[Text shown Boundary: Start]
10 Types of Wild Mushrooms - Wildlife Informer (2024)

Mushroom misidentification can lead to serious health risks. Always ensure compliance with local foraging laws, including regulations in national and state parks and other government-managed areas.

The diverse landscapes of the United States are home to an array of wild mushrooms, with thousands of species thriving across its varied ecosystems. From the towering forests of the Pacific Northwest to the humid swamplands of the Southeast, these fascinating fungi come in a range of shapes, colors, and sizes. This article delves into the types of fungi that produce mushrooms and provides examples of common mushrooms found throughout the nation, highlighting both edible and non-edible or toxic varieties.
[Text shown Boundary: End]
Directions.
A – According to the mushroom article, what can mushroom misidentification lead to?
B – The mushroom article names the ways these fungi vary. List them all.
C – Reproduce everything in the mushroom article from "10 Types of" down to "or toxic varieties.".
The listing below is not needed for any of this work.
[Data extract Boundary: Start]
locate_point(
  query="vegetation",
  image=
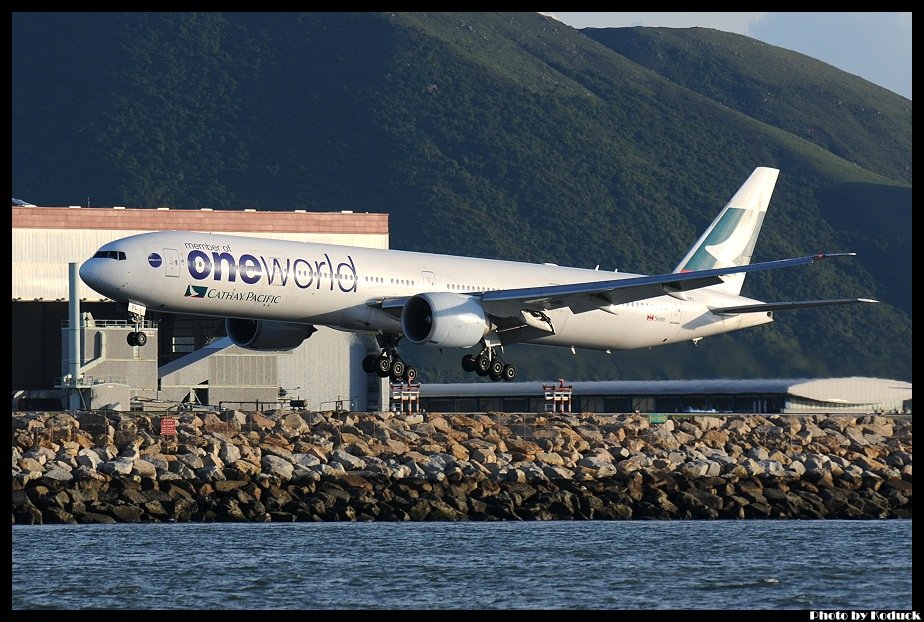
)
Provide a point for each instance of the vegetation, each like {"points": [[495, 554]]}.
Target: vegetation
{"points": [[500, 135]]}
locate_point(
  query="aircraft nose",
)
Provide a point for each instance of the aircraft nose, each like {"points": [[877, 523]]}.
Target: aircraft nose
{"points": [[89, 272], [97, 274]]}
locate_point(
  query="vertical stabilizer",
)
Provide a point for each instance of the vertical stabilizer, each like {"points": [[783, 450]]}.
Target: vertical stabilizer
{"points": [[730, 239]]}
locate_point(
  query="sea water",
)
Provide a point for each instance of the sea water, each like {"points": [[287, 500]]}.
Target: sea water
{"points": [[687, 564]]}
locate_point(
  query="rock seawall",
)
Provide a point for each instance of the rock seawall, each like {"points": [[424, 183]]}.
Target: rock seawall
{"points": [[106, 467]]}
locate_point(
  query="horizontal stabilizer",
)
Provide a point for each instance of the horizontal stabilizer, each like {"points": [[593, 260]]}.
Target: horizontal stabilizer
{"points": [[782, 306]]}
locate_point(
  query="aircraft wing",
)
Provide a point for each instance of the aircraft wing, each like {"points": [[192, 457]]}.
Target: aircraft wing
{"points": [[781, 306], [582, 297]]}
[Data extract Boundary: End]
[Data extract Boundary: Start]
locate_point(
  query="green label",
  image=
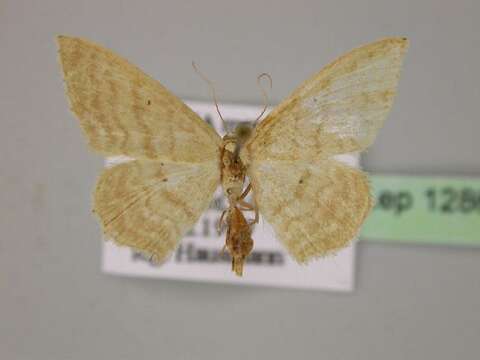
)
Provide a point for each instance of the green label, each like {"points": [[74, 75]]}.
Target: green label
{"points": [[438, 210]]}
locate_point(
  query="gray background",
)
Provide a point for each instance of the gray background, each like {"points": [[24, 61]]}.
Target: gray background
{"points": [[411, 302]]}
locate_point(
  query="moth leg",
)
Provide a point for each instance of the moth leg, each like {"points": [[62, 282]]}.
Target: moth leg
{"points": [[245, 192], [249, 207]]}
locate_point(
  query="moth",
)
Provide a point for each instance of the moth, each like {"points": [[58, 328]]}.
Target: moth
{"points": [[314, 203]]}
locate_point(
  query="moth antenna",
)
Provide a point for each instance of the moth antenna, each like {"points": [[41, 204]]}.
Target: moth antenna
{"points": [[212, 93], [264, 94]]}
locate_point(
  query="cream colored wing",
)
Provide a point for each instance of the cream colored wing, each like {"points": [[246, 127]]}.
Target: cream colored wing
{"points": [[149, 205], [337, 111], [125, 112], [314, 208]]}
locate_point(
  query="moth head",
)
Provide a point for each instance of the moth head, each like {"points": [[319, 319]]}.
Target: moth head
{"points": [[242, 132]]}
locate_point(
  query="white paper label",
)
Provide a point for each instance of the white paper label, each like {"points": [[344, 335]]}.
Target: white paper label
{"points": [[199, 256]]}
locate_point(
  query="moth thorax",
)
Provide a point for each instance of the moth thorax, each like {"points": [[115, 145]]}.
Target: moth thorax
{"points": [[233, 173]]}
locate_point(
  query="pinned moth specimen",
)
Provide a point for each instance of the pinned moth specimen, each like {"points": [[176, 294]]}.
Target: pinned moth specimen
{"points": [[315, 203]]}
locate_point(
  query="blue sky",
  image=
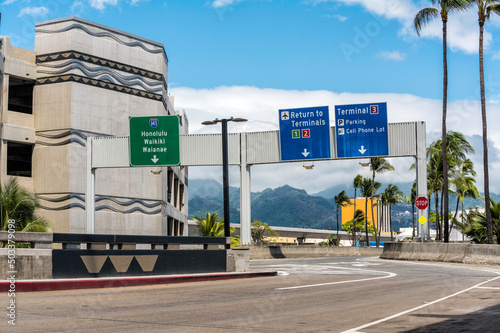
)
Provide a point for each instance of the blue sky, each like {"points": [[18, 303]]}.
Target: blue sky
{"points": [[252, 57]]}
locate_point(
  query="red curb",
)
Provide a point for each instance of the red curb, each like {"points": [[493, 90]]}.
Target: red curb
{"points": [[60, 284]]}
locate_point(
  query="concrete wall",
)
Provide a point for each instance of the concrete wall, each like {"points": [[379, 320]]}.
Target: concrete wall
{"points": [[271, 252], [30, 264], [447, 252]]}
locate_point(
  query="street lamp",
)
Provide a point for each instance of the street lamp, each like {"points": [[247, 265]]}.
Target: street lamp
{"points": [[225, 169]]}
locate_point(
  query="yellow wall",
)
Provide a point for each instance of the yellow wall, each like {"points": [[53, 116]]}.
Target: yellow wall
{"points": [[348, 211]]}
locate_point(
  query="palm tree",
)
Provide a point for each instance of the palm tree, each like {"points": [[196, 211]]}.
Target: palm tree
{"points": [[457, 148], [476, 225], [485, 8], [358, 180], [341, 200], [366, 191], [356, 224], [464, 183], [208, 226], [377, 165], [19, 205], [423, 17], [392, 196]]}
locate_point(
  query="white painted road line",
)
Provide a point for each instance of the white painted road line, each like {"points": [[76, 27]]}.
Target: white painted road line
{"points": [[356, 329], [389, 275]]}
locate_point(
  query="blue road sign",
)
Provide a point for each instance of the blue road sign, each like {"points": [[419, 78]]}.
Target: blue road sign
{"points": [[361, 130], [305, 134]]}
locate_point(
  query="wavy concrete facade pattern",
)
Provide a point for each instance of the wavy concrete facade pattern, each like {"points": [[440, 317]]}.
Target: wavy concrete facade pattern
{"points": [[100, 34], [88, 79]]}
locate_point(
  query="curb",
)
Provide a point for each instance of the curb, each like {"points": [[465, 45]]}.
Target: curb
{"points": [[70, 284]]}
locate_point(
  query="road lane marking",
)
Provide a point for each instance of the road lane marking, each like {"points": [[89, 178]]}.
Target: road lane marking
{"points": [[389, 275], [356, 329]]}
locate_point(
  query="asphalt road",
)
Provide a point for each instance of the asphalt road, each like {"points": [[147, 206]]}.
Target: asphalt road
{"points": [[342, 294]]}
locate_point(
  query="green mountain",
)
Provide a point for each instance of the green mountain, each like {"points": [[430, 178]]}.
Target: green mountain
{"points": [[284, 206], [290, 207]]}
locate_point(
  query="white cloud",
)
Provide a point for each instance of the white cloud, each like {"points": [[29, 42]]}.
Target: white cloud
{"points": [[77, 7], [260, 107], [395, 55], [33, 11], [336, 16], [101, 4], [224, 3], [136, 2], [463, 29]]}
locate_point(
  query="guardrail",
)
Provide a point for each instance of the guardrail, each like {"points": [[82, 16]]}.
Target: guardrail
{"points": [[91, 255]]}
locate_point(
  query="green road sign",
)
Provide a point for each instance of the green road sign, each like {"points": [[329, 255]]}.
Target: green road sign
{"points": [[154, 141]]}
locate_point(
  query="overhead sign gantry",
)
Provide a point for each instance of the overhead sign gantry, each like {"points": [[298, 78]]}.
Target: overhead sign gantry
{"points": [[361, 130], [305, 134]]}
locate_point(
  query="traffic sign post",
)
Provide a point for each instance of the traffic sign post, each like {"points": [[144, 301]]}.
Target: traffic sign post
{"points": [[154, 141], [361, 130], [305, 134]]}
[Data extract Boundary: End]
Numbered responses.
A – Serious health risks.

B – Shapes, colors, and sizes.

C –
10 Types of Wild Mushrooms - Wildlife Informer (2024)

Mushroom misidentification can lead to serious health risks. Always ensure compliance with local foraging laws, including regulations in national and state parks and other government-managed areas.

The diverse landscapes of the United States are home to an array of wild mushrooms, with thousands of species thriving across its varied ecosystems. From the towering forests of the Pacific Northwest to the humid swamplands of the Southeast, these fascinating fungi come in a range of shapes, colors, and sizes. This article delves into the types of fungi that produce mushrooms and provides examples of common mushrooms found throughout the nation, highlighting both edible and non-edible or toxic varieties.